→ **Given request**: Reproduce every one of the records below verbatim, line by line, but leave out the pictures.

→ **Provided entries**:
· · · ·

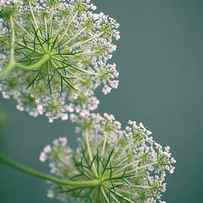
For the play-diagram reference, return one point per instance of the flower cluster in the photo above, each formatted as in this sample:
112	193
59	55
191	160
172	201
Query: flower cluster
54	54
128	164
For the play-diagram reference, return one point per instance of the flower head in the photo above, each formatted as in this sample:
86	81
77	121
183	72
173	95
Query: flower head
54	54
127	163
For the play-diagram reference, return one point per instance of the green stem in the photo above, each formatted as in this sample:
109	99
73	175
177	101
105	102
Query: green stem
12	52
35	173
36	65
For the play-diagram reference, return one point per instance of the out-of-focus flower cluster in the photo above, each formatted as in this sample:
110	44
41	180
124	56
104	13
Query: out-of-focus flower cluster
54	54
131	166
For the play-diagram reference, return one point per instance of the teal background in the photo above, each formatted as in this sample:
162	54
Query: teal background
161	78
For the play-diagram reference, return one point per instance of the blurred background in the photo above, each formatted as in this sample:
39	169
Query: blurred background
160	59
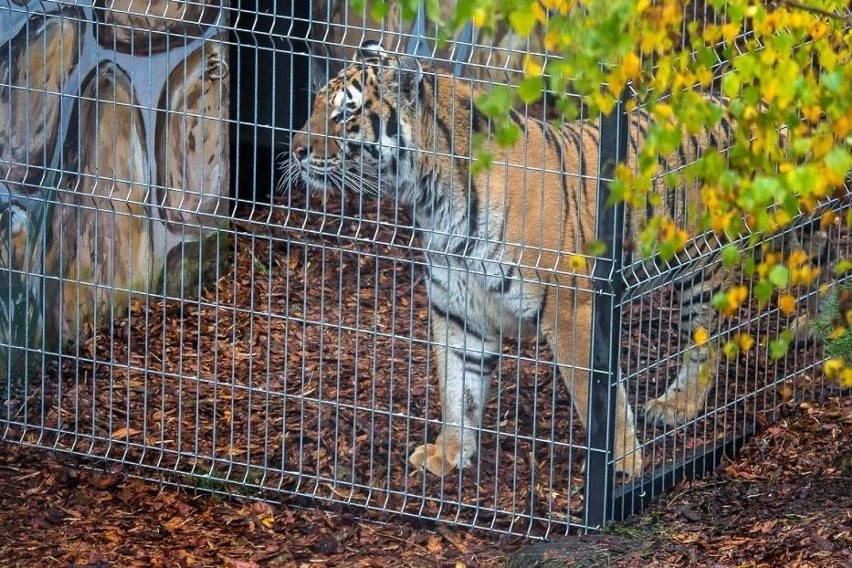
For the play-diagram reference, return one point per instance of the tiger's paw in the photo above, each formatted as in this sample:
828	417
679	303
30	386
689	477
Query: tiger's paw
439	458
631	464
673	409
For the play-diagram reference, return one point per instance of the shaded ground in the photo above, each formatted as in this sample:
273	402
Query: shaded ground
786	501
304	370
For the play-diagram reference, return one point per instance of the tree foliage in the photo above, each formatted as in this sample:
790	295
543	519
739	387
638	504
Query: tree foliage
786	73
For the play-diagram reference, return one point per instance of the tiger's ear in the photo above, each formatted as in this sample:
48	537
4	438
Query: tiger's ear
371	50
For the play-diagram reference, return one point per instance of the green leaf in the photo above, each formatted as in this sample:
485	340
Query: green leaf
762	291
778	348
719	300
730	255
832	81
506	133
379	10
497	102
530	89
522	21
779	276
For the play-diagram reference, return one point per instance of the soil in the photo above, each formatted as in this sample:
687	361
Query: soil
786	500
184	397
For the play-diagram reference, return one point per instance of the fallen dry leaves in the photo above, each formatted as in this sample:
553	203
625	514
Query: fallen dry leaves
305	369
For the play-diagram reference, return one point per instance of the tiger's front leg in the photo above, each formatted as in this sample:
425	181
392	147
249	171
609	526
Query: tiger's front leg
686	398
465	358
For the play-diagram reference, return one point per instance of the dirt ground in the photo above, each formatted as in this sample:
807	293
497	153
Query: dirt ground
785	501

· · · ·

→ **Complete response**:
For the play-diagram reference, return one point per instance of the flower cluster in the photo above, each formatted as in this sample:
112	193
59	55
191	160
172	201
Query: flower cluster
54	54
128	164
For the play-diagram reference, return one point per instance of the flower head in the photo above, each formatted as in this sample:
86	81
77	121
183	72
173	95
Query: flower head
54	54
127	163
For the play-diagram reference, return one point per instance of the green stem in the photo above, each formatted as in this sample:
109	99
73	175
177	101
105	102
Query: green stem
12	52
35	173
36	65
For the play-diagram reference, return one point per instance of the out-of-focus flower cluster in the photo above, each formatted as in this sample:
110	44
41	180
124	56
104	13
Query: out-of-focus flower cluster
54	54
131	166
For the play-diagram reference, return one point per instance of the teal background in the photo above, each formatted as in this sample:
162	54
Query: teal background
161	78
For the play-diagram reference, return one point per instance of the blurred background in the photo above, each formatted as in this sample:
39	169
Query: blurred background
160	59
For the play-diagram reference, return one point per instance of the tiger's paw in the photo above, each formatted as in this sample:
828	417
679	303
30	386
689	477
Query: tiger's paw
439	458
631	464
673	409
For the play-diagram reference, return one point per instance of the shaded ground in the photo above, each formatted as in this sample:
273	402
Query: shaded ground
786	501
304	370
For the play-diagram reference, return one point per instance of the tree foliage in the photo above, each formatted as in this sample:
790	295
543	519
739	387
638	504
Query: tree foliage
786	73
For the play-diagram reference, return one point per instance of the tiger's ear in the photo above, each formatted as in this sample:
48	537
4	438
Query: tiger's ear
371	50
For the play-diagram reference, return one point per instance of the green leaf in the photo above, each formatted as in this sample:
485	340
Query: green leaf
762	291
778	348
719	300
730	255
832	81
506	133
379	10
497	102
530	89
522	21
779	276
For the play-diagram reference, return one point per instance of the soil in the photo above, each formatted as in this sample:
687	361
Query: soil
786	500
184	397
For the play-diagram reference, return one point per instance of the fallen dry leaves in the photo above, each formatted as in this sample:
553	203
625	514
Query: fallen dry leaves
305	369
For the play-diagram reference, return one point per instance of the tiger's front leg in the photo above, each formatted as in this sample:
425	181
392	147
249	171
609	526
Query: tiger's front leg
686	398
465	358
For the play-diagram reference, return one point per instance of the dirt ground in the photo above, each formatted as in this sample:
807	293
497	153
Query: dirt ground
785	501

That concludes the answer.